→ **WORK INSTRUCTION**: From the data, copy out every line in which the word "white" appears.

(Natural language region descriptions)
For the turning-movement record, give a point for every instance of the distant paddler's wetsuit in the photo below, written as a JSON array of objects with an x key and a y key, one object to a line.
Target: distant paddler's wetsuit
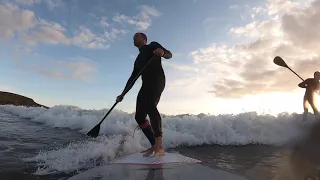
[{"x": 153, "y": 84}]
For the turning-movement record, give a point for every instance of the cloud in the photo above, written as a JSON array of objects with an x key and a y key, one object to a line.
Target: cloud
[
  {"x": 72, "y": 68},
  {"x": 247, "y": 68},
  {"x": 28, "y": 2},
  {"x": 32, "y": 30},
  {"x": 13, "y": 20},
  {"x": 47, "y": 33},
  {"x": 86, "y": 39},
  {"x": 142, "y": 21},
  {"x": 53, "y": 4}
]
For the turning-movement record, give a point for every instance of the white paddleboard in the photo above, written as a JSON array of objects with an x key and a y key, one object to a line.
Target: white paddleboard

→ **SOLUTION TO THIS EXERCISE**:
For the turning-movement record, give a point for every instance of the white paddleboard in the photo above, written as a JSON array of objects with an x key and a y key, one object to a line.
Target: white paddleboard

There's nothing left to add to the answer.